Dataset items
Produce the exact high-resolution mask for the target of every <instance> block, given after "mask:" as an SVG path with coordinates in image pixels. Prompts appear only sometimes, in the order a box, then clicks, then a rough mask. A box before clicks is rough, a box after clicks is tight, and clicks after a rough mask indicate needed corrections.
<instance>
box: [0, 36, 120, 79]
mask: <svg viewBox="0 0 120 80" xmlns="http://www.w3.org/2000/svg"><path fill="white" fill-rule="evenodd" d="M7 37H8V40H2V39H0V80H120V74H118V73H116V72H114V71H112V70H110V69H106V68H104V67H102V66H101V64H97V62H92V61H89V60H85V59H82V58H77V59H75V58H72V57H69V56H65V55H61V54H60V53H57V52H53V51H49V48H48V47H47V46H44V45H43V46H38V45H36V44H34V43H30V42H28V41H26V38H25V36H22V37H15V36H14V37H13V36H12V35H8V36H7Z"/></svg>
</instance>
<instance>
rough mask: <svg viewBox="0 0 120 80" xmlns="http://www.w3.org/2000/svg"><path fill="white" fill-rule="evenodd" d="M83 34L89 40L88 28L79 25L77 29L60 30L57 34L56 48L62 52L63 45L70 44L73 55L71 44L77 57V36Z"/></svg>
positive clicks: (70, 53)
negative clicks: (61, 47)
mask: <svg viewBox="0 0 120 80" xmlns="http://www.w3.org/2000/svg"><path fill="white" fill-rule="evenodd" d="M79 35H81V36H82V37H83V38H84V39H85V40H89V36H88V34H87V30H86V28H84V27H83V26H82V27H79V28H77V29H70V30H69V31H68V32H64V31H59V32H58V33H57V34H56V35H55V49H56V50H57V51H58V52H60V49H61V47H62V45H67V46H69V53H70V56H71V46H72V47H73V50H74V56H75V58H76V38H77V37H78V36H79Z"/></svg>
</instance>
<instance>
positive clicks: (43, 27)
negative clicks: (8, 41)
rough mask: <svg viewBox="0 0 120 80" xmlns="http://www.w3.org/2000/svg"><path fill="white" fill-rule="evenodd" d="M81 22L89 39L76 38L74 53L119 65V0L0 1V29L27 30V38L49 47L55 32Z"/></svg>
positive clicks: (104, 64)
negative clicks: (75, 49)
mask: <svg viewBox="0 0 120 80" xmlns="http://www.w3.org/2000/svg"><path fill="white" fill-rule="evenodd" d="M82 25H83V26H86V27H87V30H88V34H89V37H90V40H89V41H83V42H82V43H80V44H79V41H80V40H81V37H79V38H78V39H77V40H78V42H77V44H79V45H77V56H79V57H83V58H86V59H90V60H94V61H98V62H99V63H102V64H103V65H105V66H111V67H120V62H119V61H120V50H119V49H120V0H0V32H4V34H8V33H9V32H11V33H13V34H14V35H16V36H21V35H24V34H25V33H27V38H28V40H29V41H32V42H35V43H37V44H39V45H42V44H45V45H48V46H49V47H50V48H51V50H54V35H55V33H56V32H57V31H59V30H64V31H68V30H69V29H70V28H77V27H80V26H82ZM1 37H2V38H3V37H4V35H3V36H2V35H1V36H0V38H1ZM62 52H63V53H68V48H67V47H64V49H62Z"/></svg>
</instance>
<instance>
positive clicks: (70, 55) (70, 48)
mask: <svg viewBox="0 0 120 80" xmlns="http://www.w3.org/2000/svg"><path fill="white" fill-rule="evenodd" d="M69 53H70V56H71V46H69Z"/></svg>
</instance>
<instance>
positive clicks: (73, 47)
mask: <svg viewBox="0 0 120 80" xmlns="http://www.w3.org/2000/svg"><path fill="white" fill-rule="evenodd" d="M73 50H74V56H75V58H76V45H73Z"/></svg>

--

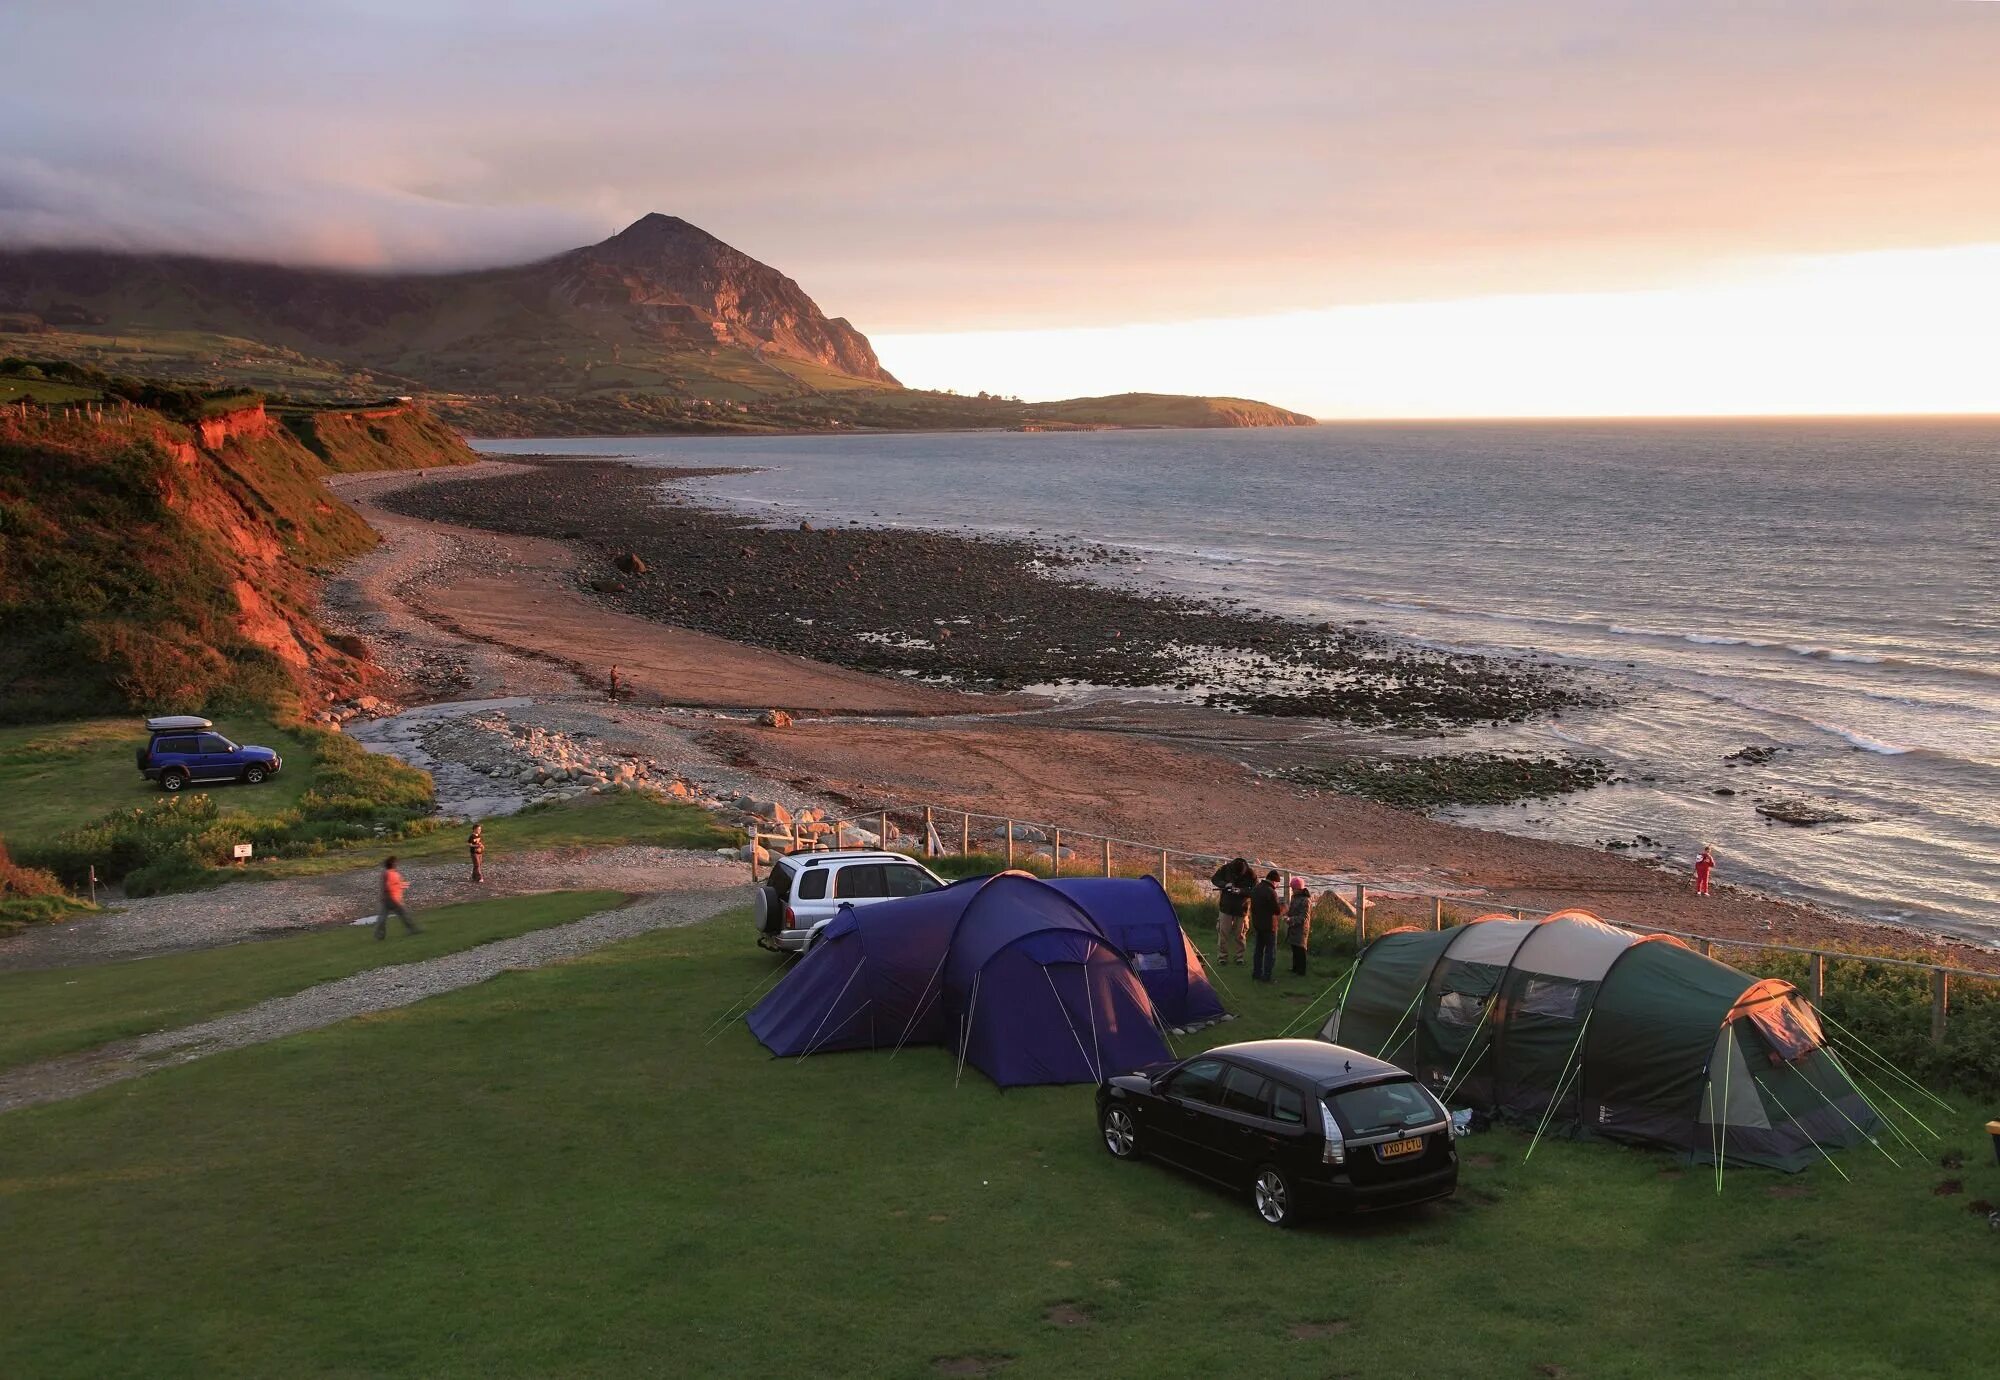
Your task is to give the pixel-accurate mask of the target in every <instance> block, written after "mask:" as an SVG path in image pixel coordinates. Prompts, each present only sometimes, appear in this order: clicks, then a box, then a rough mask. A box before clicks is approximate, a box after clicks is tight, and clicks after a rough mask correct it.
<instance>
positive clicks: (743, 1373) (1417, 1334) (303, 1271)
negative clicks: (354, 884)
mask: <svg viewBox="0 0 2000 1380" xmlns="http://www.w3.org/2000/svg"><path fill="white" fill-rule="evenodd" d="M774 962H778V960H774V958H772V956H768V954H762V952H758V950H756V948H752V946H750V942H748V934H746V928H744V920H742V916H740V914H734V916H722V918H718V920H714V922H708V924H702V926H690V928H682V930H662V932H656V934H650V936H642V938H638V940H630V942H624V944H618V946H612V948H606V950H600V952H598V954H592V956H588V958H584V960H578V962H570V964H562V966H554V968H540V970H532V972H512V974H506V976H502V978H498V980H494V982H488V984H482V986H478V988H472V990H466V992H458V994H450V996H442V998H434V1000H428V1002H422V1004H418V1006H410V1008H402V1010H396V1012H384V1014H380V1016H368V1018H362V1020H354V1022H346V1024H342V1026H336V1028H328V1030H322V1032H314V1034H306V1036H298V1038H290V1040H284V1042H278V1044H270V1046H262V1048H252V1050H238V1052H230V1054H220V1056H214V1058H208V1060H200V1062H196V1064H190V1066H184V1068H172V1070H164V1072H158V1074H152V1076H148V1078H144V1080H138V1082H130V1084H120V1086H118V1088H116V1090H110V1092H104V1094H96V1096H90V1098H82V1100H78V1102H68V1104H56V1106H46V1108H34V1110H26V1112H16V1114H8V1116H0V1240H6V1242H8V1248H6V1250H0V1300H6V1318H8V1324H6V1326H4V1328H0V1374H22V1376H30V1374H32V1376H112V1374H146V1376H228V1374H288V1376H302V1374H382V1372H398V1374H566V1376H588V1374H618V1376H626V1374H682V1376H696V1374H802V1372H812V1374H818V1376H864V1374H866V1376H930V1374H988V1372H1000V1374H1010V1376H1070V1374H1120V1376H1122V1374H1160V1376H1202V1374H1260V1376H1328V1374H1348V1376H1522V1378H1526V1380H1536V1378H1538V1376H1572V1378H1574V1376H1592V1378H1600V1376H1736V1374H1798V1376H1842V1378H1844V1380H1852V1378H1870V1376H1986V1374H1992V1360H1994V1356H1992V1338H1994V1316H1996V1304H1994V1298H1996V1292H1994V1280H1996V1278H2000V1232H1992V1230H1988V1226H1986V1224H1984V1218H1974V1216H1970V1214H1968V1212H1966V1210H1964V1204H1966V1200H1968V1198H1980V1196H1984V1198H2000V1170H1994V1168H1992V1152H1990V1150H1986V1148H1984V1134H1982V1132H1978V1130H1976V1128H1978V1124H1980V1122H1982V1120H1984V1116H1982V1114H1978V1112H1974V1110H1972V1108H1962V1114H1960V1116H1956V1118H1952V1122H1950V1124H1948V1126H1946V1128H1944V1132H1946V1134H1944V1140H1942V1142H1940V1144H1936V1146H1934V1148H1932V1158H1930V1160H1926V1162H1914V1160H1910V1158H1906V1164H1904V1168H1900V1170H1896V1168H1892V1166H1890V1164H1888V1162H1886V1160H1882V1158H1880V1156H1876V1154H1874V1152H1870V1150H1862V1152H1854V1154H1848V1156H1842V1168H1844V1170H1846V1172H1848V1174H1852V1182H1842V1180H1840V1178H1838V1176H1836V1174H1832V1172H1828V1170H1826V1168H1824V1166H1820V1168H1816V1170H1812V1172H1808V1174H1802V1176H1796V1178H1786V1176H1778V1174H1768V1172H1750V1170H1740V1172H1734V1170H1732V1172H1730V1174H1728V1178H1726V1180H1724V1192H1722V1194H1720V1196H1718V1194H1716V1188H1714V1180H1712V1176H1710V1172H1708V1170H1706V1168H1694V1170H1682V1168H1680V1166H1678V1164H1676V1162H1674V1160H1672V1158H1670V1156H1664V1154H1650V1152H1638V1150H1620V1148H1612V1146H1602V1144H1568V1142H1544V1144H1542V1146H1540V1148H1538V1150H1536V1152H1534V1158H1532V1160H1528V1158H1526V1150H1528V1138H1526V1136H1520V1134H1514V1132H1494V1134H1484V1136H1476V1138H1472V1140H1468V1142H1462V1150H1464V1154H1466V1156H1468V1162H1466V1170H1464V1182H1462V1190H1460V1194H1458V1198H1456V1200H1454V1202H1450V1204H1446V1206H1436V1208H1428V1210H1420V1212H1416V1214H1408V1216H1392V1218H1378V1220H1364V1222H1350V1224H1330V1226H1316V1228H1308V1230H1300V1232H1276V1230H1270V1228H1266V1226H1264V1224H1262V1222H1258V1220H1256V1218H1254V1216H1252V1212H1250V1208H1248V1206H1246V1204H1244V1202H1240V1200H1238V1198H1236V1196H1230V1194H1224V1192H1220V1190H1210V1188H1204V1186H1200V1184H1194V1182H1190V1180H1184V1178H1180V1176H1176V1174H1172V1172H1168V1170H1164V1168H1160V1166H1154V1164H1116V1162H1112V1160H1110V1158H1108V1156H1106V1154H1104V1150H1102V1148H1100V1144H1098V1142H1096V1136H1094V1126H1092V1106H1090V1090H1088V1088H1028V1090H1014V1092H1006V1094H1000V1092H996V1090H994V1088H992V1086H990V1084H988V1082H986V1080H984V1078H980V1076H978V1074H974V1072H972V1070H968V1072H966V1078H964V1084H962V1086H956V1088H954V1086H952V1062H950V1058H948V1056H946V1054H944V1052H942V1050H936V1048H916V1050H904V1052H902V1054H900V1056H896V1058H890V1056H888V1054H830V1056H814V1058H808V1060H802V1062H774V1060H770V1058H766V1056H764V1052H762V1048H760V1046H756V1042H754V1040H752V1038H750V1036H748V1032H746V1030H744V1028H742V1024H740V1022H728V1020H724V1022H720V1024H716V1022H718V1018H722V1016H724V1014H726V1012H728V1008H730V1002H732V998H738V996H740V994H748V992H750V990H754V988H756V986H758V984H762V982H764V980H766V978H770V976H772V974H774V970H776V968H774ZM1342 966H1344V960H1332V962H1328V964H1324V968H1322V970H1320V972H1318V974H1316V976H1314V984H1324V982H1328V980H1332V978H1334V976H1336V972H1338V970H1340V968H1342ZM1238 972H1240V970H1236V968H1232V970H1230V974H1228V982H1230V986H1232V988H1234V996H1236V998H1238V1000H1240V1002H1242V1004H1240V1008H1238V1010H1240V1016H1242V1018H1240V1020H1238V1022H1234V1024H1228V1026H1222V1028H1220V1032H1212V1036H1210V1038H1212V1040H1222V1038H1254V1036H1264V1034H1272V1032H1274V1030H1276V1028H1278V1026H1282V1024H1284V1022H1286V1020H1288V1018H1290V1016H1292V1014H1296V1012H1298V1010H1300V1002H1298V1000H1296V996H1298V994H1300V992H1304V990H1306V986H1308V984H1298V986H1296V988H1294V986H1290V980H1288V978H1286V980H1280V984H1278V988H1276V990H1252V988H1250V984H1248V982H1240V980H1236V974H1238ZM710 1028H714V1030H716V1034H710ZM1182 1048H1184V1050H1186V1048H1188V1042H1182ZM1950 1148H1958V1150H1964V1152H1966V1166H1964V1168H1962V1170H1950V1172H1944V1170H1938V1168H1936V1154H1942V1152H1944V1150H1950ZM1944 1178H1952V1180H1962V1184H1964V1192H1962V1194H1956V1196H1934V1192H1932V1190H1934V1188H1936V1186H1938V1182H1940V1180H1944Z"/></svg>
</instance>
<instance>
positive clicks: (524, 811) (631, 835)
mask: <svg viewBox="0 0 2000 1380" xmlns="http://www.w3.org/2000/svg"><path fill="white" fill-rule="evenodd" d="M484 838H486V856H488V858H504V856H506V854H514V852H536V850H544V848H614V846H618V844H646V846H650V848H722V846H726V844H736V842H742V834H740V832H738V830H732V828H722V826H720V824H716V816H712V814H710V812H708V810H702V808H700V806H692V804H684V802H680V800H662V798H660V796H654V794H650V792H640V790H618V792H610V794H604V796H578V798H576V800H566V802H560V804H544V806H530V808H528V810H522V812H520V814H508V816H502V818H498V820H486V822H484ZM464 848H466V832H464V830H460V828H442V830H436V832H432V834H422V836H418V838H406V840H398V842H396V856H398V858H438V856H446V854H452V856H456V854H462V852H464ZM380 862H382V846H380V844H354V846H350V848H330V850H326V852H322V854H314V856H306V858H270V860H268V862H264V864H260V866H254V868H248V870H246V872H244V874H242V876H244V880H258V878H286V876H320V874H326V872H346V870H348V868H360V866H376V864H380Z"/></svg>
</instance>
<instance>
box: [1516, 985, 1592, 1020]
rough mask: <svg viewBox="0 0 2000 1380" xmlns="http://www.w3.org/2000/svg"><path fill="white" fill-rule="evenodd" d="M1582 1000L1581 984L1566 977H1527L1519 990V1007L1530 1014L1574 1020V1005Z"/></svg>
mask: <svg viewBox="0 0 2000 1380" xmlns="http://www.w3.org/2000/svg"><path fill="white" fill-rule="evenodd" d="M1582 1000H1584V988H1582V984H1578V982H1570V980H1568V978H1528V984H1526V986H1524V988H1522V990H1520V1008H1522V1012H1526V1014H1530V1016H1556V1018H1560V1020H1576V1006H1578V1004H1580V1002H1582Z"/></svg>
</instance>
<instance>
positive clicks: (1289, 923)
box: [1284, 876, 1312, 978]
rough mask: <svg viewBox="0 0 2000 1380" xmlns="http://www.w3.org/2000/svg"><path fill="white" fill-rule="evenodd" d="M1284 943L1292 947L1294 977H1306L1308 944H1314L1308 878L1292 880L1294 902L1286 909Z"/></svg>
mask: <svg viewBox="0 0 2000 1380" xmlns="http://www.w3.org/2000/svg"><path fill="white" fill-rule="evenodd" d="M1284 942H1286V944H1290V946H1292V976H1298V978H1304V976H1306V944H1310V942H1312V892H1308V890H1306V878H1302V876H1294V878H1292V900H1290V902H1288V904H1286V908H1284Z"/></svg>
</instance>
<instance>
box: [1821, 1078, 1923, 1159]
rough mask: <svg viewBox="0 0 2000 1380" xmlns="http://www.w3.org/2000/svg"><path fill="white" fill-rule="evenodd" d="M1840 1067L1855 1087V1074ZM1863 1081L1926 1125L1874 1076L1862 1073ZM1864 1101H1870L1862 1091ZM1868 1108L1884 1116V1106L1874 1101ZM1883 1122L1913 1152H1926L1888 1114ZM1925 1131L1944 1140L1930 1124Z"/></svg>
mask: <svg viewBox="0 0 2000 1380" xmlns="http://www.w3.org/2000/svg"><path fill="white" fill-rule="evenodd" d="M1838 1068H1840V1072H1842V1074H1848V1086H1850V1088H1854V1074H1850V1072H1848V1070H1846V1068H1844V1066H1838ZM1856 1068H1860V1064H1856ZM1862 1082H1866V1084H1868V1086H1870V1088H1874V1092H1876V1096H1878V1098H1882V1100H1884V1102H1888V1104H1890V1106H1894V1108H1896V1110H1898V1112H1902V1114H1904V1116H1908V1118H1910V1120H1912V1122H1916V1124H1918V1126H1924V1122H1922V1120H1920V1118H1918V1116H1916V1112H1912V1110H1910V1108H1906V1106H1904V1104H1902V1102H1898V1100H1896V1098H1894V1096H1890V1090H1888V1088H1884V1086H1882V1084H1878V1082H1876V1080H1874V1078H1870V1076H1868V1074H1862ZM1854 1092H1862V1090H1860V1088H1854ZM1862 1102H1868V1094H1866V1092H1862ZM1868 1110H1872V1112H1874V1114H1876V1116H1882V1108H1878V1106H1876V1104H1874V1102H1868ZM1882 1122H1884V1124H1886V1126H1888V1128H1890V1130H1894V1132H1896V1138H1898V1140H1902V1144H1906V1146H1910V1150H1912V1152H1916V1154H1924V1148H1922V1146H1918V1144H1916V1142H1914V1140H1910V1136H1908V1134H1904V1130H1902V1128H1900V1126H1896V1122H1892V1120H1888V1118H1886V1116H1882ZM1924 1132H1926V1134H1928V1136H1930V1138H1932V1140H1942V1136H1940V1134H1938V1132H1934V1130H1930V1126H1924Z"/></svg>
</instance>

YOUR INSTRUCTIONS — Express the records as a Markdown table with the columns Row and Line, starting with the line containing "Produce the exact" and going on through the line containing "positive clicks: (70, 53)". Give one numbered row per line and leave out any blank lines.

FINISHED EXERCISE —
| Row | Line |
|---|---|
| 1 | Produce the exact high-resolution mask for the target of every <instance> block, given after "mask:" as an SVG path with coordinates in image pixels. Prompts appear only sometimes, in the order a box, then clicks, then a rough mask. A box before clicks is rough, a box after clicks is tight, and clicks after a rough mask indicate needed corrections. |
| 2 | <instance> |
| 3 | box: [0, 36, 120, 79] |
| 4 | mask: <svg viewBox="0 0 120 80" xmlns="http://www.w3.org/2000/svg"><path fill="white" fill-rule="evenodd" d="M7 37H8V40H2V39H0V80H120V74H118V73H116V72H114V71H112V70H110V69H106V68H104V67H102V66H101V64H97V62H92V61H89V60H85V59H82V58H77V59H75V58H72V57H69V56H65V55H61V54H60V53H57V52H53V51H49V48H48V47H47V46H44V45H43V46H38V45H36V44H34V43H30V42H28V41H26V38H25V36H22V37H15V36H14V37H13V36H12V35H8V36H7Z"/></svg> |
| 5 | </instance> |
| 6 | <instance> |
| 7 | rough mask: <svg viewBox="0 0 120 80" xmlns="http://www.w3.org/2000/svg"><path fill="white" fill-rule="evenodd" d="M83 34L89 40L88 28L79 25L77 29L60 30L57 34L56 48L62 52L63 45L70 44L73 55L71 44L77 57V36Z"/></svg> |
| 8 | positive clicks: (70, 53) |